Комментарий |

Русская философия. Совершенное мышление 73

Продолжим рассматривать русскую феноменологию. То есть, собственно,
рассматривать нас с вами как русских.

Потому что мы отличаемся – феноменально – от людей культуры запада и востока.

Потому что то же самое, те же самые феномены: движения, говорения,
восприятия, памяти и пр., мы делаем по-другому, по-своему,
по-русски.

Решающей особенностью феномена на западе является его соотнесённость
с осуществляющим его субъектом как рефлексивным, то есть
субъектом, осваивающим происходящее с максимально возможным
контролем разворачивающегося предметного содержания.

Или, что то же самое, субъект запада должен найти, создать, занять,
осознать и пр. своё место в происходящем; поэтому феномен в
западной культуре всегда координируется с точкой субъекта,
при этом не важно, в какой форме этот субъект сам осознаёт
эту точку себя.

Без точки «я» феномен запада расплывчат, не определён, размазан, не
фиксируем, теряется в потоке существования; собственно,
неудачниками, лузерами на западе называют не тех, кто не достиг
какого-то социального успеха, а прежде всего тех, кто
потерял в происходящем самого себя, кто не обрёл своё «я» как
точку отсчёта, как координирующий событие элемент, неудачники –
потерявшиеся, потерявшие себя в происходящем.

_ЗАДАНИЕ_: Кого, согласно фрагменту о русской феноменологии, на западе прежде всего называют неудачниками? Строки, приведённые далее, к этому фрагменту отношения не имеют.

_ЗАПИСАННЫЕ ДАННЫЕ_:
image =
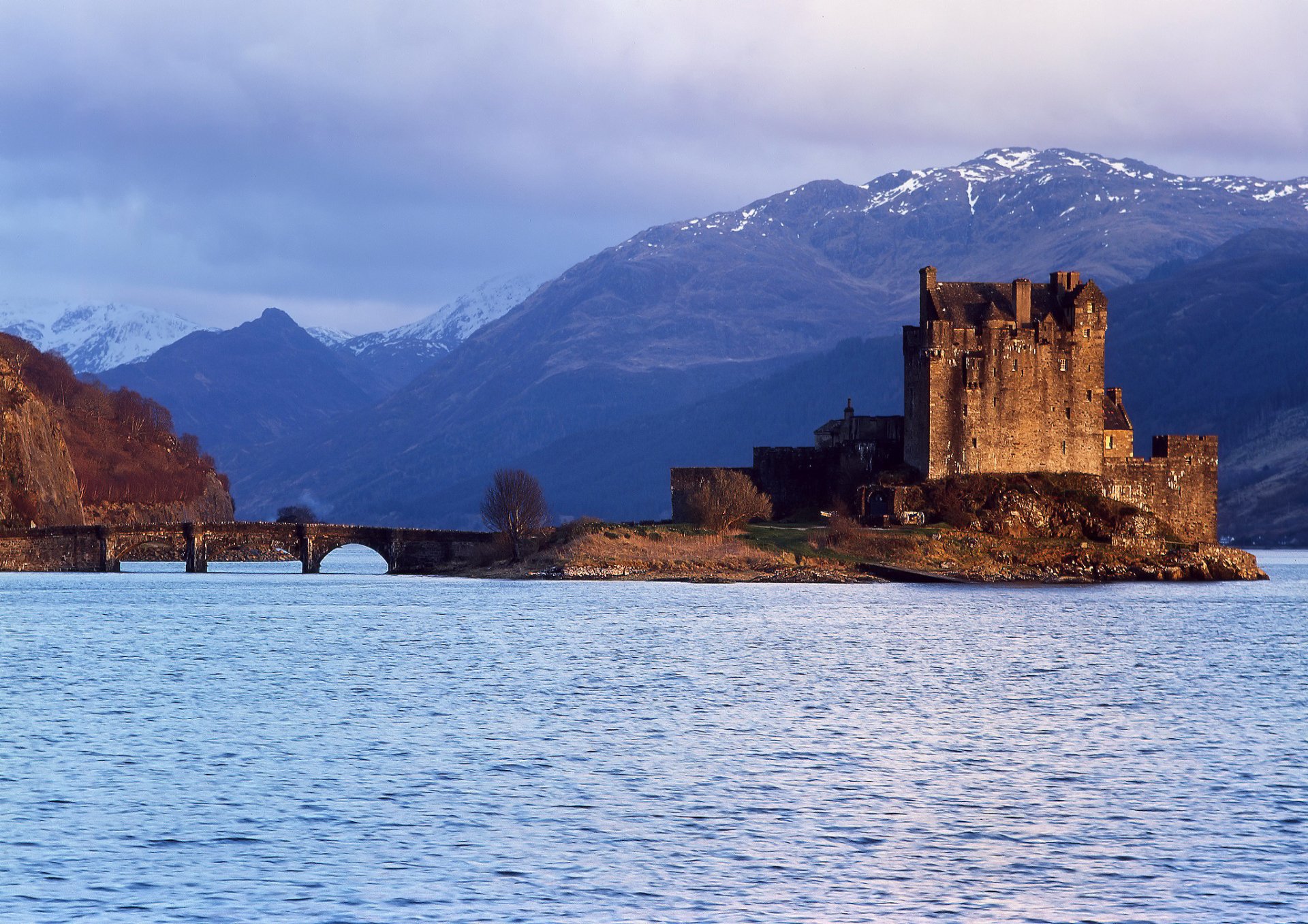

_ОТВЕТ_: Тех, кто потерял в происходящем самого себя и не обрёл своё «я» как точку отсчёта.